— Provided text —
In Bankruptcy, Are D&O Policy Proceeds Considered Estate Property?
October 2004
Heightened by the Enron and WorldCom bankruptcies, there has been increasing interest in the corporate boardroom in whether D&O policy proceeds are assets of a corporate debtor's bankruptcy estate and, if so, whether the directors and officers nevertheless can obtain relief from the automatic stay to access those proceeds. Insurers' marketing materials now abound with suggestions that D&O policies should be remade to exclude coverage for securities claims against the corporation itself (entity coverage) because the presence of that coverage may tip the scale in favor of a court holding the D&O policies' proceeds are bankruptcy estate assets. Entity coverage, the argument goes, unlike coverage to the directors and officers, provides a direct benefit to the bankrupt corporation and, thus, proceeds of a D&O policy providing entity coverage should be considered a bankruptcy estate asset.

— Records shown —
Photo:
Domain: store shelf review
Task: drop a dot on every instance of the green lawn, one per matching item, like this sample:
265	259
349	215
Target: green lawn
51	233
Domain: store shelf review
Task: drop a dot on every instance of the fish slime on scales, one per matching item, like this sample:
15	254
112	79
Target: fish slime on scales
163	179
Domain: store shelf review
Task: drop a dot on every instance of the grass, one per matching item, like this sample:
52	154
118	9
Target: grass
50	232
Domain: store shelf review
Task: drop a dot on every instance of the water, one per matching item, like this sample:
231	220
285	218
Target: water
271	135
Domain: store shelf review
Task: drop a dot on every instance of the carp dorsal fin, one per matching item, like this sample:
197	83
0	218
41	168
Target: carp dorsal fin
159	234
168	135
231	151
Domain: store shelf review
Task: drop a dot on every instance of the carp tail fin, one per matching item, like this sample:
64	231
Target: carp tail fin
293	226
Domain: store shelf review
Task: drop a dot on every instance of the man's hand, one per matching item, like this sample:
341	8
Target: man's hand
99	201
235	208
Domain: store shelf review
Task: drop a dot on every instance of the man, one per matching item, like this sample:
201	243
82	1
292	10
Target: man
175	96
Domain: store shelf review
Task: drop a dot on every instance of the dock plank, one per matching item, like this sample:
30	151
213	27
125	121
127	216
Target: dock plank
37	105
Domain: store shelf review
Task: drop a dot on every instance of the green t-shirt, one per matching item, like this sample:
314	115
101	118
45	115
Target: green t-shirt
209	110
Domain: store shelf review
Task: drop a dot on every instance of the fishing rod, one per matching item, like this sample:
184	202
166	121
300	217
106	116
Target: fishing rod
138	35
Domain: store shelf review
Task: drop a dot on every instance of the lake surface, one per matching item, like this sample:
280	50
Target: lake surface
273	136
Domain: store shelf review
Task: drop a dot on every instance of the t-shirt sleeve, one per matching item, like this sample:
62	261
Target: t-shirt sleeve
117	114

— Written problem 1 —
Answer these about the text on D&O policy proceeds:
(a) Which two bankruptcies heightened boardroom interest in the issue?
(b) From what do directors and officers hope to get relief so they can reach the proceeds?
(c) What coverage do insurers' marketing materials suggest removing from D&O policies?
— Written problem 2 —
In the text on D&O policy proceeds, why do insurers' marketing materials suggest that D&O policies should drop entity coverage?
Answer from the text on D&O policy proceeds alone, without using the items.

— Complete answer 1 —
(a) The Enron and WorldCom bankruptcies.
(b) The automatic stay.
(c) Coverage for securities claims against the corporation itself, known as entity coverage.

— Complete answer 2 —
The presence of entity coverage may tip the scale toward a court holding that the policies' proceeds are bankruptcy estate assets. The argument is that entity coverage, unlike coverage to the directors and officers, gives a direct benefit to the bankrupt corporation.